Understanding deletion before a given node

Deleting the node before the given node is similar to inserting before the given node. We need access to the node before the one that has to be deleted. Keeping this in mind, let's try to understand the different cases we must consider before coming up with a general solution.

1. The list is empty

If the list is empty and contains no elements, we cannot find the given node because it does not exist within the list. Deleting the node after the given node is not possible because there is no reference point within the list to perform the deletion. In this case, we can return the existing head, as the list is empty, and no node needs to be deleted.

Algorithm

• Step 1: Return the original head node.

2. The given node is the first node

When the given node is the first node in the list, attempting to delete a node before it becomes an invalid operation. This is because, by definition, the first node has no predecessor, i.e., no node preceding it in the sequence. We can return the head because no other operation needs to be done.

Algorithm

• Step 1: Return the original head node.

3. The given node is the second node

This is a unique situation because removing the node before the second node essentially means deleting the linked list's head node. As learned earlier, this scenario is identical to deleting the first node. We need to update the head to store the reference to the second node and then delete the old head.

Algorithm

• Step 1: Create a temporary pointer to store the current head node.
• Step 2: Move the head pointer to the next node.
• Step 3: Delete the original head node to free up memory.
• Step 4: Return the new head node.

4. The given node is any other node

To delete the node before a given node, we need to access the node two steps before the given node. We traverse the linked list while keeping track of the current, previous and previousToPrevious nodes. As soon as we reach the given node, we update the next pointer of the previousToPrevious node to hold the reference to the current node and then delete the previous node.

Available data –
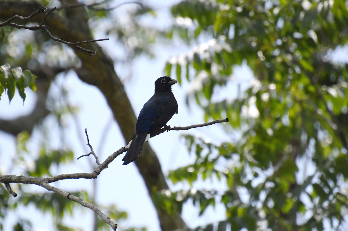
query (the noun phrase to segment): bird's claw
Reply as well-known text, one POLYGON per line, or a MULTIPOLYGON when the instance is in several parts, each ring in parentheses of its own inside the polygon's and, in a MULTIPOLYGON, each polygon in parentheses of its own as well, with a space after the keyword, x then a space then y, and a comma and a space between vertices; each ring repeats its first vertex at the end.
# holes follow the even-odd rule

To do –
a: Name every case that the passage on deleting the node before a given node sets out.
b: Copy everything in the passage on deleting the node before a given node from "If the list" down to "to be done.".
The data plays no part in what follows.

Replies –
a:
1. The list is empty
2. The given node is the first node
3. The given node is the second node
4. The given node is any other node

b:
If the list is empty and contains no elements, we cannot find the given node because it does not exist within the list. Deleting the node after the given node is not possible because there is no reference point within the list to perform the deletion. In this case, we can return the existing head, as the list is empty, and no node needs to be deleted.

Algorithm

• Step 1: Return the original head node.

2. The given node is the first node

When the given node is the first node in the list, attempting to delete a node before it becomes an invalid operation. This is because, by definition, the first node has no predecessor, i.e., no node preceding it in the sequence. We can return the head because no other operation needs to be done.